--- Begin Data listing ---
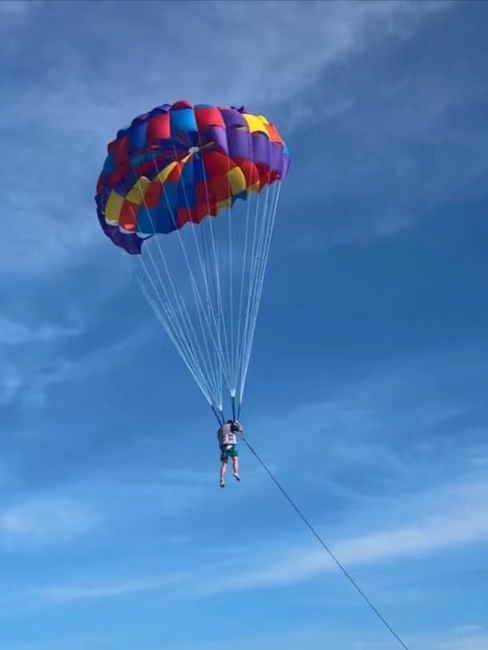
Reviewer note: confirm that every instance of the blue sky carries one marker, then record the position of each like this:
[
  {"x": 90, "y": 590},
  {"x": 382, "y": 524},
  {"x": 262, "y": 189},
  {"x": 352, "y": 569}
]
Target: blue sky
[{"x": 365, "y": 393}]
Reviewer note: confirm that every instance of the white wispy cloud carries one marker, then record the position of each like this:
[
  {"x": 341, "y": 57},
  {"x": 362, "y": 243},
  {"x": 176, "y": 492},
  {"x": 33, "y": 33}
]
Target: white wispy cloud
[
  {"x": 45, "y": 522},
  {"x": 65, "y": 594},
  {"x": 458, "y": 518},
  {"x": 72, "y": 104},
  {"x": 17, "y": 333}
]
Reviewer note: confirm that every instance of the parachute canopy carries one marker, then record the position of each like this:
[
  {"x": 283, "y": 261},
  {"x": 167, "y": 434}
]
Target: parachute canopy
[
  {"x": 180, "y": 163},
  {"x": 184, "y": 164}
]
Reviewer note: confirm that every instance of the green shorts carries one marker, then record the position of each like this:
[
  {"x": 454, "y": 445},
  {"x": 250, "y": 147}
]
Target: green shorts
[{"x": 231, "y": 452}]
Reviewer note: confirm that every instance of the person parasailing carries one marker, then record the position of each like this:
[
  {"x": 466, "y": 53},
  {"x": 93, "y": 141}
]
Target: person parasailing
[{"x": 227, "y": 437}]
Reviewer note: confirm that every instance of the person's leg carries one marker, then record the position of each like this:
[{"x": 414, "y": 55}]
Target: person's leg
[
  {"x": 223, "y": 466},
  {"x": 235, "y": 463}
]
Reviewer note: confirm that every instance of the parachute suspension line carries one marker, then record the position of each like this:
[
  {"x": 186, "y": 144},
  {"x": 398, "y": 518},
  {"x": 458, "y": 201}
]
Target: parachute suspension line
[
  {"x": 173, "y": 326},
  {"x": 181, "y": 345},
  {"x": 221, "y": 328},
  {"x": 231, "y": 292},
  {"x": 262, "y": 246},
  {"x": 241, "y": 299},
  {"x": 182, "y": 331},
  {"x": 322, "y": 543},
  {"x": 209, "y": 313},
  {"x": 199, "y": 380}
]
--- End Data listing ---
> _Written task_:
Reproduce, character for character, the lines from the one containing "Reviewer note: confirm that every instance of the person's" through the final line above, including both endpoints.

> _Exercise answer_:
Reviewer note: confirm that every instance of the person's leg carries one marker, then record the position of each like this:
[{"x": 414, "y": 55}]
Target: person's leg
[
  {"x": 223, "y": 466},
  {"x": 235, "y": 463}
]
Reviewer note: confirm that every instance of the parachute suspension line carries one marker, then record the position of each like this:
[
  {"x": 186, "y": 144},
  {"x": 398, "y": 518},
  {"x": 458, "y": 201}
]
Target: parachute suspension line
[
  {"x": 173, "y": 326},
  {"x": 181, "y": 345},
  {"x": 221, "y": 328},
  {"x": 231, "y": 292},
  {"x": 262, "y": 246},
  {"x": 241, "y": 299},
  {"x": 182, "y": 331},
  {"x": 322, "y": 543},
  {"x": 209, "y": 313},
  {"x": 199, "y": 380}
]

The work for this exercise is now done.